» ABOUT THIS EXERCISE:
Please repeat the records exactly, keeping the pictures out.
+===+
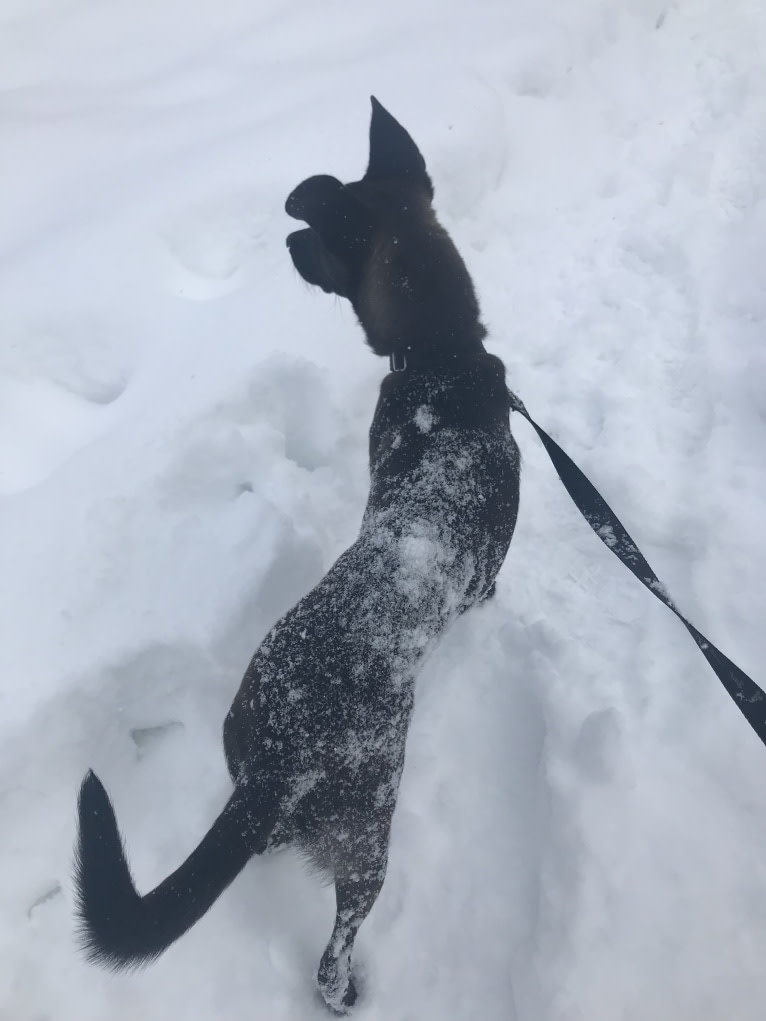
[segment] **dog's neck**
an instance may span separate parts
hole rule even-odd
[[[462,371],[487,351],[481,341],[465,347],[446,349],[423,348],[420,345],[403,344],[388,356],[389,369],[393,373],[420,372],[443,373],[451,369]]]

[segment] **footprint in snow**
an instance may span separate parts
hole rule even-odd
[[[156,723],[149,727],[132,727],[130,737],[138,749],[138,758],[141,759],[159,741],[183,729],[184,725],[180,720],[168,720],[165,723]]]
[[[191,207],[159,229],[158,275],[171,294],[211,301],[237,290],[264,243],[262,218],[249,200]]]
[[[295,482],[342,461],[345,431],[320,369],[302,359],[270,359],[257,366],[244,396],[200,419],[184,438],[166,498],[182,505],[267,495],[285,462]]]
[[[40,895],[27,908],[27,918],[33,918],[35,913],[43,905],[48,904],[52,900],[58,900],[61,897],[63,890],[61,883],[53,882],[48,886]]]
[[[583,720],[572,749],[580,774],[592,783],[608,783],[621,760],[622,723],[616,709],[599,709]]]
[[[0,493],[52,475],[102,432],[121,392],[88,398],[49,379],[0,381]]]

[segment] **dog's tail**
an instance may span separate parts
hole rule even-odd
[[[153,961],[205,914],[264,850],[276,807],[260,814],[252,795],[237,787],[183,865],[144,897],[133,885],[109,796],[93,772],[83,780],[78,812],[80,941],[91,961],[119,971]]]

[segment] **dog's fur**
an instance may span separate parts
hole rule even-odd
[[[311,177],[287,200],[308,224],[287,239],[299,273],[348,298],[397,370],[370,430],[367,508],[356,542],[253,656],[224,723],[234,791],[151,893],[136,892],[109,798],[86,776],[75,881],[95,961],[152,960],[253,854],[292,843],[335,881],[321,993],[338,1012],[356,999],[351,951],[385,876],[415,676],[449,623],[492,595],[518,509],[505,370],[432,197],[415,143],[373,99],[362,180]]]

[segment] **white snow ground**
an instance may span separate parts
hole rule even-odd
[[[72,938],[82,774],[139,885],[228,789],[355,534],[385,366],[291,188],[413,133],[512,387],[766,683],[766,7],[0,0],[0,1018],[310,1021],[331,889],[255,860],[156,965]],[[359,1021],[762,1021],[766,749],[531,429],[494,604],[418,691]]]

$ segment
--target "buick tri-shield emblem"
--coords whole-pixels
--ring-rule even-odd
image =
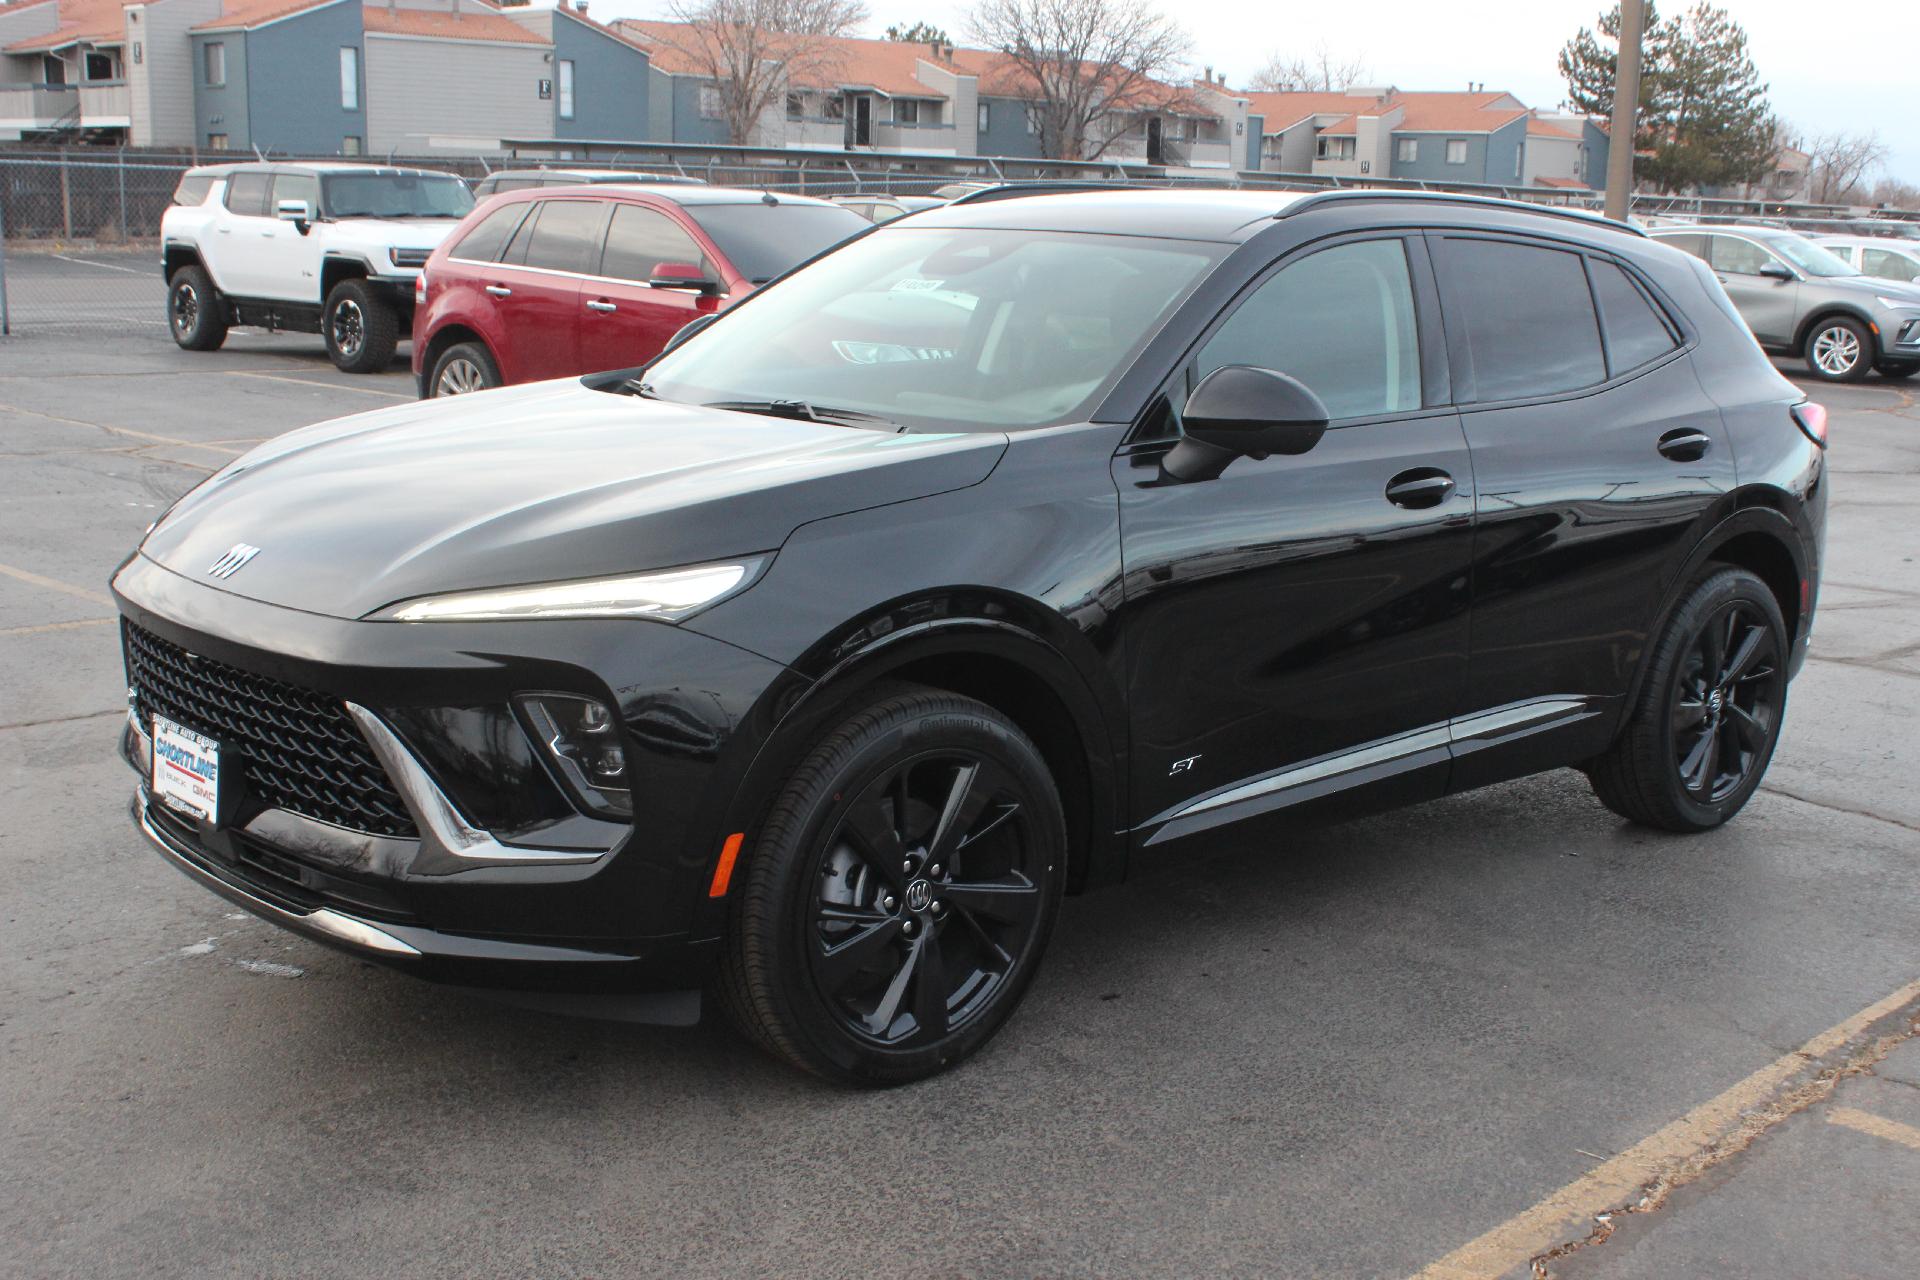
[[[207,572],[216,578],[231,578],[240,572],[247,561],[260,554],[260,548],[236,542],[228,547],[226,553],[207,566]]]

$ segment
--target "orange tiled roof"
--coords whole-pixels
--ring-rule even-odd
[[[28,36],[7,46],[8,53],[35,53],[59,49],[76,40],[117,42],[126,39],[125,0],[59,0],[59,23],[45,35]],[[27,8],[26,5],[10,6]]]
[[[1588,190],[1587,184],[1578,178],[1535,178],[1533,185],[1536,187],[1555,187],[1562,191]]]
[[[440,9],[388,9],[367,6],[362,21],[369,35],[425,36],[433,40],[489,40],[497,44],[546,44],[512,18],[498,13],[452,14]]]
[[[1248,93],[1247,114],[1265,116],[1267,133],[1290,129],[1309,116],[1351,116],[1365,111],[1378,98],[1358,93]]]
[[[1403,112],[1393,126],[1396,133],[1491,133],[1528,114],[1525,107],[1494,105],[1504,93],[1396,93],[1367,115],[1382,115],[1396,107]],[[1352,133],[1361,112],[1329,125],[1322,133]]]
[[[220,16],[197,23],[195,31],[229,31],[235,27],[247,30],[272,22],[276,18],[291,17],[308,9],[317,9],[323,4],[335,4],[338,0],[226,0],[220,8]]]
[[[1530,138],[1565,138],[1569,142],[1578,141],[1580,135],[1571,129],[1563,129],[1557,124],[1532,116],[1527,120],[1527,136]]]

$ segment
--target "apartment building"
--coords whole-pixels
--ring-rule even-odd
[[[702,33],[676,22],[613,24],[653,57],[656,110],[677,142],[727,139],[718,85]],[[815,62],[809,59],[809,62]],[[1038,157],[1025,72],[986,49],[894,40],[828,42],[817,67],[794,74],[756,123],[754,146],[934,155]],[[1107,122],[1102,158],[1175,170],[1240,169],[1255,154],[1247,98],[1214,80],[1155,84]]]
[[[650,58],[574,8],[488,0],[16,0],[0,140],[306,155],[642,141]],[[661,134],[659,136],[668,136]]]

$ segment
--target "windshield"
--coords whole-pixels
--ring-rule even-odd
[[[738,271],[764,284],[787,268],[830,249],[867,220],[833,204],[690,204],[700,229],[713,238]]]
[[[909,430],[1072,421],[1225,251],[1136,236],[876,231],[755,294],[654,364],[647,383],[669,400],[798,400]]]
[[[1823,249],[1811,240],[1802,240],[1799,236],[1769,236],[1766,245],[1810,276],[1860,274],[1848,266],[1845,259],[1835,257],[1831,250]]]
[[[329,173],[320,179],[330,218],[464,218],[473,193],[458,178],[425,173]]]

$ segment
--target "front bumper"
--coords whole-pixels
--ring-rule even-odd
[[[776,664],[649,622],[323,618],[205,587],[140,557],[114,590],[129,624],[209,669],[244,669],[338,699],[412,819],[406,837],[349,829],[295,812],[294,802],[272,806],[248,794],[242,770],[238,799],[229,807],[223,798],[220,825],[210,826],[155,801],[151,743],[136,710],[121,739],[141,778],[135,822],[191,878],[283,928],[443,981],[678,991],[704,980],[724,920],[715,909],[724,903],[705,892],[716,833],[733,820],[744,771],[735,761],[753,750],[735,730],[757,723],[749,712],[781,677]],[[514,656],[516,647],[525,656]],[[663,707],[685,711],[683,685],[702,690],[709,714],[663,724]],[[531,689],[587,693],[621,709],[642,815],[634,824],[534,813],[539,805],[511,793],[547,787],[548,802],[559,793],[544,773],[524,769],[492,784],[508,793],[496,811],[532,814],[522,829],[472,816],[480,811],[472,780],[463,789],[457,775],[507,757],[486,755],[471,737],[426,737],[443,724],[457,734],[477,723],[436,718],[450,708],[504,706],[513,691]],[[226,772],[223,763],[223,797]]]

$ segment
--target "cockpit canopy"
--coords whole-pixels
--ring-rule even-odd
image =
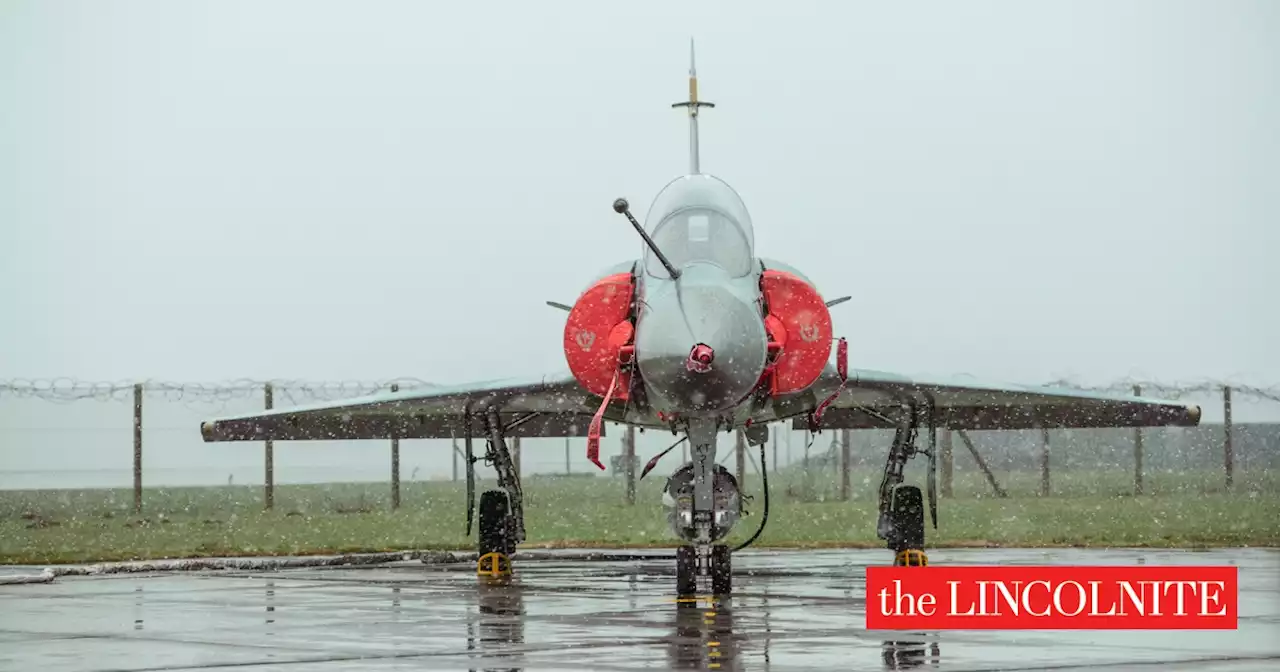
[[[735,278],[753,268],[751,216],[738,193],[717,177],[684,175],[672,180],[653,199],[644,228],[676,268],[711,263]],[[644,267],[649,275],[667,277],[648,247]]]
+===+
» TASK SOLUTION:
[segment] **dog's neck**
an instance may span separate parts
hole rule even-odd
[[[462,371],[487,351],[481,341],[465,347],[446,349],[423,348],[420,345],[403,344],[388,356],[389,369],[393,373],[420,372],[443,373],[451,369]]]

[segment] **footprint in snow**
an instance may span separate parts
hole rule even-odd
[[[156,723],[149,727],[132,727],[130,737],[138,749],[138,758],[141,759],[159,741],[183,729],[184,725],[180,720],[168,720],[165,723]]]
[[[191,207],[159,229],[158,275],[171,294],[211,301],[237,290],[264,243],[262,218],[249,200]]]
[[[295,482],[342,461],[345,431],[320,369],[302,359],[270,359],[257,366],[244,396],[200,419],[184,438],[166,498],[182,505],[267,495],[285,462]]]
[[[40,895],[27,908],[27,918],[33,918],[35,913],[43,905],[48,904],[52,900],[58,900],[61,897],[63,890],[61,883],[53,882],[48,886]]]
[[[583,720],[572,749],[580,774],[592,783],[608,783],[621,760],[622,723],[616,709],[599,709]]]
[[[0,493],[52,475],[102,432],[121,392],[88,398],[49,379],[0,381]]]

[segment] **dog's tail**
an instance may span separate parts
hole rule even-odd
[[[153,961],[205,914],[264,850],[276,807],[260,814],[252,795],[237,787],[183,865],[144,897],[133,885],[109,796],[93,772],[83,780],[78,812],[80,941],[91,961],[119,971]]]

[segment] **dog's fur**
an instance may span separate parts
hole rule even-odd
[[[311,177],[287,200],[308,224],[287,239],[299,273],[348,298],[397,370],[370,430],[367,508],[356,542],[253,656],[224,723],[234,791],[151,893],[136,892],[109,798],[86,776],[75,881],[95,961],[152,960],[253,854],[292,843],[335,881],[321,993],[338,1012],[356,999],[351,951],[385,876],[415,676],[449,623],[492,595],[518,509],[505,370],[432,197],[415,143],[373,99],[362,180]]]

[segment] **white snow ground**
an instance may span separate parts
hole rule even-odd
[[[72,938],[82,774],[139,885],[228,789],[355,534],[385,366],[291,188],[413,133],[512,387],[766,683],[766,7],[0,0],[0,1018],[310,1021],[331,889],[255,860],[156,965]],[[359,1021],[762,1021],[766,749],[531,429],[494,604],[418,691]]]

$ segment
--target "buick tri-shield emblem"
--coords whole-pixels
--ring-rule even-odd
image =
[[[207,572],[216,578],[231,578],[240,572],[247,561],[260,554],[260,548],[236,542],[228,547],[226,553],[207,566]]]

$ segment
--target "orange tiled roof"
--coords whole-pixels
--ring-rule even-odd
[[[28,36],[7,46],[8,53],[35,53],[59,49],[76,40],[117,42],[126,39],[125,0],[59,0],[59,23],[45,35]],[[27,8],[26,5],[10,6]]]
[[[1588,190],[1587,184],[1578,178],[1535,178],[1533,185],[1536,187],[1555,187],[1562,191]]]
[[[440,9],[388,9],[367,6],[362,21],[369,35],[425,36],[433,40],[489,40],[497,44],[546,44],[512,18],[498,13],[452,14]]]
[[[1248,93],[1247,114],[1265,116],[1267,133],[1290,129],[1309,116],[1351,116],[1365,111],[1378,98],[1358,93]]]
[[[1403,112],[1393,126],[1396,133],[1491,133],[1528,114],[1525,107],[1494,105],[1504,93],[1396,93],[1367,115],[1382,115],[1396,107]],[[1352,133],[1361,112],[1329,125],[1322,133]]]
[[[220,16],[197,23],[195,31],[229,31],[235,27],[247,30],[272,22],[276,18],[291,17],[308,9],[317,9],[323,4],[335,4],[338,0],[226,0],[220,8]]]
[[[1530,138],[1565,138],[1569,142],[1578,141],[1580,135],[1571,129],[1563,129],[1557,124],[1532,116],[1527,120],[1527,136]]]

$ segment
--target "apartment building"
--coords whole-pixels
--ring-rule even-odd
[[[702,33],[676,22],[613,24],[653,57],[656,110],[677,142],[727,139],[718,85]],[[815,62],[809,59],[809,62]],[[1038,157],[1025,72],[986,49],[894,40],[828,42],[817,67],[794,74],[756,123],[754,146],[934,155]],[[1107,122],[1102,158],[1175,170],[1240,169],[1255,154],[1247,98],[1214,80],[1155,84]]]
[[[650,58],[574,8],[488,0],[16,0],[0,140],[306,155],[642,141]],[[661,134],[659,136],[668,136]]]

$ segment
--target "windshield"
--coords whole-pixels
--ring-rule even-odd
[[[738,271],[764,284],[787,268],[830,249],[867,220],[833,204],[690,204],[700,229],[713,238]]]
[[[909,430],[1072,421],[1225,251],[1136,236],[876,231],[755,294],[654,364],[647,383],[669,400],[798,400]]]
[[[1823,249],[1811,240],[1802,240],[1799,236],[1769,236],[1766,245],[1810,276],[1860,274],[1848,266],[1845,259],[1835,257],[1831,250]]]
[[[329,173],[320,179],[330,218],[464,218],[473,193],[458,178],[425,173]]]

$ segment
--target "front bumper"
--coords whole-pixels
--ring-rule even-odd
[[[776,664],[649,622],[323,618],[205,587],[140,557],[114,590],[129,624],[209,669],[244,669],[338,699],[412,819],[406,837],[349,829],[295,812],[294,802],[272,806],[248,794],[242,770],[238,799],[229,807],[223,798],[220,825],[210,826],[155,801],[151,743],[136,710],[121,739],[141,778],[135,822],[191,878],[283,928],[443,981],[678,991],[704,980],[724,920],[715,909],[724,903],[705,892],[716,833],[733,820],[744,771],[735,761],[753,750],[735,730],[757,723],[749,712],[781,677]],[[514,656],[516,647],[525,656]],[[663,707],[685,711],[683,685],[702,690],[709,714],[663,724]],[[531,689],[587,693],[621,709],[642,815],[634,824],[534,813],[539,805],[511,793],[547,787],[548,802],[559,793],[544,773],[524,769],[492,784],[508,793],[496,811],[532,814],[522,829],[472,816],[480,811],[472,780],[463,789],[457,775],[507,757],[486,755],[471,737],[426,737],[443,724],[457,734],[477,723],[436,718],[450,708],[504,706],[513,691]],[[226,772],[223,763],[223,797]]]

$ segment
--target "cockpit canopy"
--coords whole-pixels
--ring-rule even-odd
image =
[[[735,278],[753,268],[751,216],[738,193],[717,177],[684,175],[672,180],[653,199],[644,228],[676,268],[711,263]],[[644,267],[649,275],[667,277],[648,247]]]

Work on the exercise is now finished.